◆ Source document
Why is it that feeling okay about our emotions is often so challenging?
Emotions provide the vibrancy and color – the spice or “juice” of life we could say. But our emotions can also be the source of tremendous anguish, self-recrimination and struggle. Because of their power, we often fear being overwhelmed by them.
And so the endless project of suppressing, avoiding or fixing our feelings begins, and we invest untold energy in finding ways to change or manage our emotions so we can tolerate, transform, or make peace with the discomfort they present. Though this intimate melodrama takes many shapes and forms, they tend to fall under two large categories.
In the first one, we reject the feeling or emotion itself by pretending it doesn’t exist, pushing it away, or trying to change it. In the second all-too-familiar category, we simplify the situation by making ourselves wrong and basically rejecting ourselves. The end result, since our emotional energy has nowhere found a proper landing pad, is that we remain stuck in a swirl of unresolved feelings that become more frustrated the more they are rejected, and perhaps more toxic, especially when secrecy and shame are added to the mix.
Carl Rogers, the American Psychologist, gave us an important key to this situation by saying:
The curious paradox is that when I accept myself just as I am, then I can change.
Could our emotions really be nothing more than wanton trouble-makers, stirring up all this internal chaos and trouble for no good reason? Or could it be that we’ve simply never been taught to properly hear and receive their message, along with the raw intelligence contained within? Could our fear of accepting them and thereby accepting ourselves be the real reason for the distress we feel? And if this is the case, how do we go about reversing the attitude of rejecting ourselves and our experience?
It may help to understand that most of us are unconsciously identified with a variety of critical internal judges that reject our feelings before we can even hear what they are trying to do for us. So the first step is becoming aware of these NO voices − the critics or censors who would do anything to destroy or get rid of our uncomfortable or so-called negative feelings in order to keep us safe. Instead of rejecting these voices and the underlying feelings, or rejecting ourselves, we can try letting them be exactly as they are, and then watch as a strange kind of magic happens.
By deliberately choosing to let our feelings, emotions, and critical voices be just as they are, we create a larger space of awareness automatically − a neutral, unbiased space that allows each feeling and voice its own right to be. This interrupts our inner conflict so we can see each one fully, and realize its reason for being here.
Suddenly a white flag unfurls in the battlefield and we breathe deeper because we’ve offered a gentle YES to our rigid and fearful NO. We’ve momentarily become bigger than our conflicted feelings and we no longer have to choose one and destroy the other. Even though this “getting bigger” may seem like a simple or even mechanical movement or choice, it connects us to the inherent ability of our hearts to expand and stretch. It is also the expression of our deepest capacity for growth and true happiness.

◆ Problem to solve
From the piece on accepting emotions above, set down everything from "Could our emotions" down to "and our experience?" word for word.

◆ Extracted data

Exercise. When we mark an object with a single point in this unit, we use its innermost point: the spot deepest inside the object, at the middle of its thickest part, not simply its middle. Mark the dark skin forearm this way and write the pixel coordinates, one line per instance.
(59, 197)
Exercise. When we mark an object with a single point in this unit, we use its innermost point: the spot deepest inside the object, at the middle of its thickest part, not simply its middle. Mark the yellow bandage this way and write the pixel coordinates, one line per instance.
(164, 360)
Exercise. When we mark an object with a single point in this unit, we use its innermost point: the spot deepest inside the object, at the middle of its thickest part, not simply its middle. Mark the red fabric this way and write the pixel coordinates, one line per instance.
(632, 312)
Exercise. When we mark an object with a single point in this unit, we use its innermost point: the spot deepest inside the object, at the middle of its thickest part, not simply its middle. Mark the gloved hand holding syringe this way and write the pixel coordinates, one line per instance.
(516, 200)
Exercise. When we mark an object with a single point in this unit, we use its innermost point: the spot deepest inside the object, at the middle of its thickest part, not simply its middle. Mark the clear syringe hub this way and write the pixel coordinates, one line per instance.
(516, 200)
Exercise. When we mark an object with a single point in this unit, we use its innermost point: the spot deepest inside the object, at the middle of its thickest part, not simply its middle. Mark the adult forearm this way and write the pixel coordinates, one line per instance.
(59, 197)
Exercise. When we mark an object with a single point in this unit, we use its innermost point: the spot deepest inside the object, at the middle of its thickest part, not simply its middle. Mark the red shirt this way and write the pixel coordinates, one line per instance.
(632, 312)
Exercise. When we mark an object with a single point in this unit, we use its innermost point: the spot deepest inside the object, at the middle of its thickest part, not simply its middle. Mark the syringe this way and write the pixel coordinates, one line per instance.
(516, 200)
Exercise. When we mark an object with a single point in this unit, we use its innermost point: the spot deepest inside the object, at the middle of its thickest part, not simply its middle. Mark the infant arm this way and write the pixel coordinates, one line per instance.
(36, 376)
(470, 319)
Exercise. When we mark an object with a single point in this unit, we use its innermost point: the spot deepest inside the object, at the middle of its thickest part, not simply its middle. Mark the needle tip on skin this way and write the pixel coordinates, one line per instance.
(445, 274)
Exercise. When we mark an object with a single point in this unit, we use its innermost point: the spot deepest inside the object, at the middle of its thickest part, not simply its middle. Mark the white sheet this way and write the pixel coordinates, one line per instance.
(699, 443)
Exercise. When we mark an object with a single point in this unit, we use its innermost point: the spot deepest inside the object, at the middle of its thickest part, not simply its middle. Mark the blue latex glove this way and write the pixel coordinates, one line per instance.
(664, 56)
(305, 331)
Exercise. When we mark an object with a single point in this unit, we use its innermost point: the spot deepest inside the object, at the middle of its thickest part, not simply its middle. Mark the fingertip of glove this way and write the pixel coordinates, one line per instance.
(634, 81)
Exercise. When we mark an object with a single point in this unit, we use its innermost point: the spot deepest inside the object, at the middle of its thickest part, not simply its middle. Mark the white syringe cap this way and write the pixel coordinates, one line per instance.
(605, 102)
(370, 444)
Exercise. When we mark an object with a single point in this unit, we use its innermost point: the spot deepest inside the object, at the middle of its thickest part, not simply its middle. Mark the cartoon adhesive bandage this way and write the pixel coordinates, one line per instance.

◆ Answer space
Could our emotions really be nothing more than wanton trouble-makers, stirring up all this internal chaos and trouble for no good reason? Or could it be that we’ve simply never been taught to properly hear and receive their message, along with the raw intelligence contained within? Could our fear of accepting them and thereby accepting ourselves be the real reason for the distress we feel? And if this is the case, how do we go about reversing the attitude of rejecting ourselves and our experience?